* FRAGMENTO:

Ponerse ahora digno es inútil. Volarán los adjetivos con punta de acero contra futbolistas y entrenador. Contra la directiva, el director deportivo, el director general. Contra Islero. Por supuesto, con la cabeza de Atienza decapitada y pateada por su empeño en derribar delanteros como si estuviera jugando en la bolera de su barrio. Todos ellos son responsables de que el Real Zaragoza haya protagonizado una vergonzante recta final de un campeonato que, en su majadería, le premia o le condena con la disputa del playoff de ascenso. Pero consumir demasiadas energías en sonrojarse con ese tacada de derrotas no va mejorar la cualificación de ninguno, que tampoco ha sido muy elevada en el cómputo general de sus carreras y profesiones en este club empobrecido hasta la médula. La rabieta o la ira de la afición son legítimas. Más allá, aunque resulte paradójico, asoma por la ventana de la desilusión la oportunidad de regresar a la élite. Sin fe, sin salud, sin fortuna y con el vestuario descompuesto, ateo de su técnico. Aun así, no se puede despreciar ese regalo por muy envenenado que parezca su contenido.

Todos ellos, que se han cargado de excusas y justificaciones ciertas y ridículas, van a estar en el mismo barco, que al salir de puerto no era el ascenso directo sino la pesca furtiva: un puesto como el que ha conseguido, doloroso ahora porque el equipo se ha quedado colgado sin honores en el hueco del ascensor de seis plantas cuando estuvo tan cerca del ático. El lunes vendrá la Ponferradina sin nada en juego para ambos, y el jueves y el domingo, a la espera de conocerse el rival, la primera cita por la gloria (así, como suena y se escribe, gloria). La angostura del calendario no da para reparar grandes cosas: Burgui seguirá perdido por el ártico; Eguaras se quedará lejos del récord de Usain Bolt, y Atienza no se vestirá la chaqueta verde del Master de Augusta de golf... Tampoco el físico de la mayoría de la plantilla permitirá empresas colosales. La degradación producida por los resultados, sin embargo, ha modelado un conjunto muy por debajo de sus capacidades que ha ido perdiendo la salud sin tan siquiera acudir al médico de cabecera.

* INSTRUCCIONES:
(a) Responde, según el texto sobre el Real Zaragoza:
(i) ¿A quiénes se empeña en derribar Atienza?
(ii) ¿Qué disputa premia o condena al equipo al final del campeonato?
(iii) ¿Qué equipo vendrá el lunes?
(b) Prosigue el texto sobre el Real Zaragoza a partir de su última oración.
Las líneas de datos no guardan relación con el texto sobre el Real Zaragoza.

* DATOS PROPORCIONADOS:
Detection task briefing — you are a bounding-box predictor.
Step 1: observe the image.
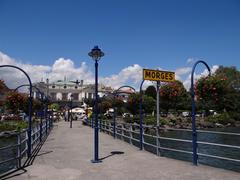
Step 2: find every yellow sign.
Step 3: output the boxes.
[143,69,175,82]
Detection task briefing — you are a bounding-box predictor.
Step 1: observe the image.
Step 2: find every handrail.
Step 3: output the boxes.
[0,116,51,178]
[88,120,240,172]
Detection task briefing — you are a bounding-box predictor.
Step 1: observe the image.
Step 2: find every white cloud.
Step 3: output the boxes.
[183,65,219,90]
[100,64,142,89]
[0,52,218,91]
[0,52,93,88]
[187,58,195,64]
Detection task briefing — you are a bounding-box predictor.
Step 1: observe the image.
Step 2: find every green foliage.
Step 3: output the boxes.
[145,86,157,99]
[0,121,27,132]
[205,112,234,125]
[127,93,156,115]
[195,66,240,120]
[48,102,60,111]
[160,81,191,112]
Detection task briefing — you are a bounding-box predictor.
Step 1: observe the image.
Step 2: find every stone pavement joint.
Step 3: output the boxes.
[6,121,240,180]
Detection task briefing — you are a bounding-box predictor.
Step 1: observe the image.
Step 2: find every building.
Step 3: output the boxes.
[33,79,112,106]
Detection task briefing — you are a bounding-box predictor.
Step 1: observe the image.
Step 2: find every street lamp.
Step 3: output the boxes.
[70,94,73,128]
[88,46,104,163]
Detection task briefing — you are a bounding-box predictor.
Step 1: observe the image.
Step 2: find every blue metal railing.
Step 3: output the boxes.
[88,119,240,172]
[0,120,52,177]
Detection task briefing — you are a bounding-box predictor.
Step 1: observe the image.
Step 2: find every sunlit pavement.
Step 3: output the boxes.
[9,121,240,180]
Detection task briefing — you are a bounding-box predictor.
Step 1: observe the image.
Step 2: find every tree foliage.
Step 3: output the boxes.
[145,86,157,99]
[195,66,240,119]
[160,81,190,112]
[127,93,156,115]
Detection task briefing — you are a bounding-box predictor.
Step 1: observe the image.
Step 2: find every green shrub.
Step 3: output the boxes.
[0,121,27,132]
[206,112,234,125]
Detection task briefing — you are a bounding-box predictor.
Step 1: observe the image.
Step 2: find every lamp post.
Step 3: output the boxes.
[88,46,104,163]
[70,94,73,128]
[191,60,211,165]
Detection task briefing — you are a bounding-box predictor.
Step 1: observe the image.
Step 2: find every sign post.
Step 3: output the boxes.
[139,69,175,152]
[143,69,175,82]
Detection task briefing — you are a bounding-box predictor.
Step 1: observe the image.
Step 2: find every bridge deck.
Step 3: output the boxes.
[7,121,240,180]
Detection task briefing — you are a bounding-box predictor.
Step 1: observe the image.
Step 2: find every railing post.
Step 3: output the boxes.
[40,111,43,142]
[139,80,144,150]
[142,125,145,150]
[113,106,116,139]
[156,126,161,156]
[129,123,133,145]
[121,124,124,140]
[17,132,22,168]
[191,60,211,165]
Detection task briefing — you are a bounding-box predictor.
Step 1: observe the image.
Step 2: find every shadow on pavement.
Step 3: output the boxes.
[99,151,124,161]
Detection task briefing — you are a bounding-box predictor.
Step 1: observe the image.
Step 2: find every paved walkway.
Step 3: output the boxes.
[7,121,240,180]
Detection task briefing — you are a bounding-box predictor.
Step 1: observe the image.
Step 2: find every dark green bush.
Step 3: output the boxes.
[206,112,234,125]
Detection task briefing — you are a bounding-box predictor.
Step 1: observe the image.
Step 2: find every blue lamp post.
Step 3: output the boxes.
[191,60,211,165]
[88,46,104,163]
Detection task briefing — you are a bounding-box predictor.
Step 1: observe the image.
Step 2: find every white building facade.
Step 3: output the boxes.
[33,80,112,102]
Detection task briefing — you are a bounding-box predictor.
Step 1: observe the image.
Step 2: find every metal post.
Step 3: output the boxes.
[191,61,211,165]
[129,123,133,144]
[27,95,32,157]
[40,99,44,142]
[17,132,22,168]
[139,80,144,150]
[92,60,101,163]
[70,98,72,128]
[45,105,48,136]
[0,65,32,157]
[156,81,160,156]
[113,105,116,139]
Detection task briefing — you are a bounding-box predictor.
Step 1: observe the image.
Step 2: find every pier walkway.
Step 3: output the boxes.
[7,121,240,180]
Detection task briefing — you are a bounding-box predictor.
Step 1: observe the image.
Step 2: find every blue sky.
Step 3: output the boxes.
[0,0,240,89]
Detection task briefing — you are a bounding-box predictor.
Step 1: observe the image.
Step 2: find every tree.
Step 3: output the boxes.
[195,76,229,111]
[5,91,25,114]
[145,86,157,99]
[160,81,189,112]
[195,66,240,120]
[127,93,156,115]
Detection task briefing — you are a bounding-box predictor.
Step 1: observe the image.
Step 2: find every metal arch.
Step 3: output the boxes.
[113,85,136,94]
[14,84,44,100]
[191,60,211,165]
[109,85,136,139]
[0,65,32,157]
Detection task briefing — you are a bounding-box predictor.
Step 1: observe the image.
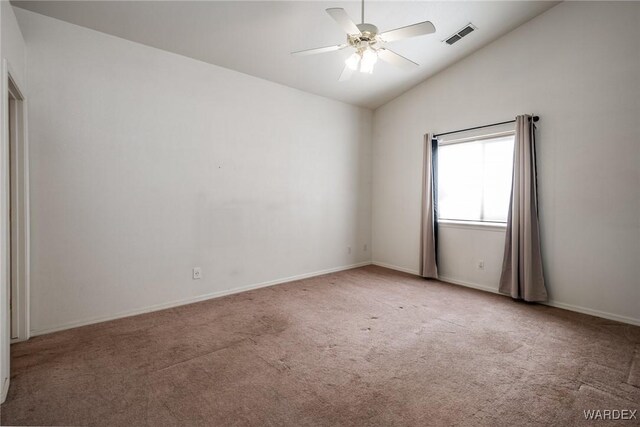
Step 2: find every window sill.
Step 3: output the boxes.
[438,219,507,233]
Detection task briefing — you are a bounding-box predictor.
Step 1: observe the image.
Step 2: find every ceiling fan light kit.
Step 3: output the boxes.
[292,0,436,81]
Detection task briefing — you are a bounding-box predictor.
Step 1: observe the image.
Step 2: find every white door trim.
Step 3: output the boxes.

* RESPUESTAS NUMERADAS:
(a)
(i) A los delanteros.
(ii) El playoff de ascenso.
(iii) La Ponferradina.

(b)
Si se aspira a algo, es decir a todo, la figura de Víctor Fernández no debería aparecer en la foto este lunes. No por negligencia, sino por absentismo frente a una crisis que no ha sabido gestionar desde ningún ángulo. Y sobre todo, porque los futbolistas, como se vio en el Carlos Belmonte, le han tachado, una estigma imborrable para un entrenador en estas circunstancias, con unos números insoportables por pobres para cualquiera de sus colegas. La solución no es demasiado original, pero es la única que le queda a la directiva frente a lo insostenible. No es necesario revestir su salida con tintes trágicos por una fama que le contempla en esta institución desde hace 25 años (ya está bien de esgrimir ese argumento como escudo). Lo importante, en el caso de producirse, sería acertar en el perfil de su sustituto, que no tiene por qué ser un fenómeno sino un profesional capaz de recuperar en lo posible los restos del naufragio y reconstruir un estado de ánimo desvalijado por la derrota bochornosa como seña de identidad. En el fútbol, lo difícil es hacerlo fácil, y lo más sencillo en este caso y con el playoff a la vuelta de la esquina, es intentarlo con alguien distinto que, de principio, reactivaría la expectación a la espera de que también sepa resucitar a los muertos. Y si se sube y se quiere reconocer la porción de paternidad de Víctor por el logro, se hace: siempre habrá alguien dispuesto a rescatar sus éxitos de los noventa.